◆ **Listed entries**:
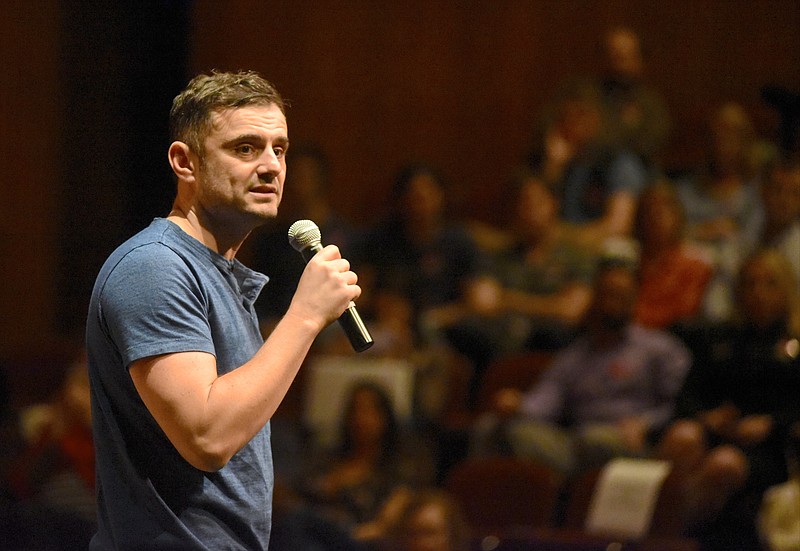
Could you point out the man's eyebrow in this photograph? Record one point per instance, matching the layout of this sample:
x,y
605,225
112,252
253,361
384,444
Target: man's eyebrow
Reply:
x,y
244,138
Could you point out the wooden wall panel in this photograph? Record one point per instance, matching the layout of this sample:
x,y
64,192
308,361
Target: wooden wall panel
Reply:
x,y
461,83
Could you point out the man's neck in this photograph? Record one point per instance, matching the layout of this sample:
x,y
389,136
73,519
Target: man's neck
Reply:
x,y
191,225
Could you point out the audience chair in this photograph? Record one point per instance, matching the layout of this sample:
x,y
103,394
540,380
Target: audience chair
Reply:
x,y
501,495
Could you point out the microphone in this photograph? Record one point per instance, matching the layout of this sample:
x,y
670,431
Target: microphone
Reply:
x,y
305,237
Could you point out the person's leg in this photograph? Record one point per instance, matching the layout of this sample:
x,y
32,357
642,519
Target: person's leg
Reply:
x,y
546,443
598,443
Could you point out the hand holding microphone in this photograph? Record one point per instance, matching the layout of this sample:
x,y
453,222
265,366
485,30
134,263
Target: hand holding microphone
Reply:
x,y
305,237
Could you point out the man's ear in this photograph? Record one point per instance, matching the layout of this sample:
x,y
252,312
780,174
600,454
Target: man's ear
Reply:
x,y
183,161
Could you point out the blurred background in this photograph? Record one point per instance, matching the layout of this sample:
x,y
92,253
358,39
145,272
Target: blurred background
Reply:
x,y
87,86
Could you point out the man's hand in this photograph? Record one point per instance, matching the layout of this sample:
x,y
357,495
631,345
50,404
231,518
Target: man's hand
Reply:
x,y
326,288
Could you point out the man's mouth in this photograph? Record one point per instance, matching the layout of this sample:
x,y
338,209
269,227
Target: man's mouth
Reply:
x,y
264,190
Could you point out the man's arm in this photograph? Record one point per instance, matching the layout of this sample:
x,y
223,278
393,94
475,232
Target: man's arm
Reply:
x,y
208,418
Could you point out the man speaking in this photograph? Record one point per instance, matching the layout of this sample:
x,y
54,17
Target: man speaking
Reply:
x,y
183,385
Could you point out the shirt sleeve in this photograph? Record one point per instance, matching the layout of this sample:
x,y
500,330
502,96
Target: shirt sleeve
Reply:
x,y
152,304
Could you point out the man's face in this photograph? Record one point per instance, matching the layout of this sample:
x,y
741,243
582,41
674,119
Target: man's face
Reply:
x,y
781,196
241,175
615,296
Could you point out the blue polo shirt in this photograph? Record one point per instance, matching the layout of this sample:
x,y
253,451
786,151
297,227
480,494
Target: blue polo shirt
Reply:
x,y
162,292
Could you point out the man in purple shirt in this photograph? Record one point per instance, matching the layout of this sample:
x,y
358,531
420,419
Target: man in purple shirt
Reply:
x,y
604,393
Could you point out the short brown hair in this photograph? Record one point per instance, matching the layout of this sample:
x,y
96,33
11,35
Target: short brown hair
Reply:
x,y
190,116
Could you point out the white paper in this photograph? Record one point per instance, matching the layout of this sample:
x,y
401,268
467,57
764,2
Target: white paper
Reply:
x,y
625,497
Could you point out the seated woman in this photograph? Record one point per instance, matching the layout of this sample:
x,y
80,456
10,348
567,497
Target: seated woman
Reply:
x,y
673,273
373,460
740,399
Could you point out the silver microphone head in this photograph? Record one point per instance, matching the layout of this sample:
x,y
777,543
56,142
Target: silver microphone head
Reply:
x,y
304,234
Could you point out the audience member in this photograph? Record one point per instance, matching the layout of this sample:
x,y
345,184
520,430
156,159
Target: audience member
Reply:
x,y
416,252
53,480
373,459
425,520
673,273
604,395
597,182
739,401
638,117
533,293
722,203
780,192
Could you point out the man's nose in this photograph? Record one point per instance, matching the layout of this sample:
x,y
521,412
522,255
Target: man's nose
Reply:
x,y
270,165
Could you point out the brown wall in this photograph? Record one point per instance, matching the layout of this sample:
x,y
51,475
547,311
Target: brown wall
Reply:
x,y
457,82
30,134
461,83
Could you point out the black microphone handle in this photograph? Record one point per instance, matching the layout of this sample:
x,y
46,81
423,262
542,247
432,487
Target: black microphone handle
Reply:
x,y
350,320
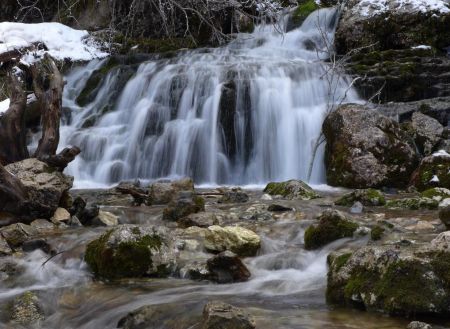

◆ **What is needed**:
Rewrite the items starting at the line that contains "Could you point out the black" and ending at the last item, requests included, raising every coordinate in the replies by 7 while the requests and their sample points stay unchanged. Leave the pictures out of the answer.

◆ **Task solution**:
Could you point out the black microphone handle in this photograph? Record one point per instance, matching the layout of this sample:
x,y
46,81
423,262
542,247
432,487
Target: black microphone handle
Reply:
x,y
357,327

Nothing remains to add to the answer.